▸ Task instructions:
[a] How would you put this sentence from the article on Russian disinformation into Spanish: "The sinister video begins with a kaleidoscope of pictures of Russian President Vladimir Putin audibly chuckling — cackling almost."
[b] Pick up the article on Russian disinformation after its last sentence and keep writing.

===== Text under study =====

The sinister video begins with a kaleidoscope of pictures of Russian President Vladimir Putin audibly chuckling — cackling almost.
It is the opening sequence of the third and final episode of a new New York Times video opinion series under the umbrella title “Operation Infektion.” The third episode is titled, “Russian Disinformation: From Cold War to Kanye.”
“It’s time to fight back against disinformation,” the narrator says as the video begins, referring to America, “but these are the people leading the charge.”
The video then present elected lawmakers in the U.S. Congress admitting to deep ignorance about the sophisticated modern technology that has made spreading disinformation — primarily by Russia to destabilize Western democracies — ridiculously easy throughout the world.
“Is Twitter the same as what you do?” Sen. Lindsey Graham (R-South Carolina) cluelessly asks Facebook CEO and founder Mark Zuckerberg at a recent U.S. Senate Intelligence Committee hearing.

===== Data for analysis =====

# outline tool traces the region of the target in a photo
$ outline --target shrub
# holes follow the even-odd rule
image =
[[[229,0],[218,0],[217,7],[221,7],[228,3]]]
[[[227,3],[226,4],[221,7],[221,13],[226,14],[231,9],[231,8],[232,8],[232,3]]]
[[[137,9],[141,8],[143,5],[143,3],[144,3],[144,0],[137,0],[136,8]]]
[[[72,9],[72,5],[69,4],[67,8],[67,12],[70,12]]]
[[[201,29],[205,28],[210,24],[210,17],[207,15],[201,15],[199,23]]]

=====

▸ Written responses:
[a] El siniestro video comienza con un caleidoscopio de imágenes del presidente ruso Vladímir Putin riéndose de forma audible, casi a carcajadas.

[b]
Sen. Richard Burr (R-North Carolina) admitted, “You can look at a lot of gray hair and realize that my technology capabilities are very shallow.”
“Not very encouraging, is it?” suggests the narrator.
It’s not the first time the U.S. government has been “asleep at the wheel” as global adversaries spread misinformation in the nation. It began with Communist propaganda after World War II and into the 1950s, and possibly earlier with British misdirection before and during the Revolutionary War.
But we’re still largely feckless against its insidious effects, especially, as the film underscores, because we now have a president who is an enthusiastic and amoral practitioner.
The risks of doing little or nothing are exponentially worse today than they were in the mid-20th century because highly effective technological capabilities for mass indoctrination have exploded like an H-bomb since the turn of the millennium.
Today, fighting disinformation “is like a nightmarish game of wack-a-mole,” the video warns. Every bit of “fake news” you wack is quickly replaced by another. And weaponized misinformation is far quicker than reliably vetted information.
Mark Twain’s famous and still-pertinent adage is repeated by the narrator:
“A lie is halfway around the world before the truth has even got its boots on.”
As this instructive and worrisome film reveals, the truth in an open society such as America’s needs a lot of help to get its boots on way quicker in a world increasingly poisoned by dangerous, viral lies.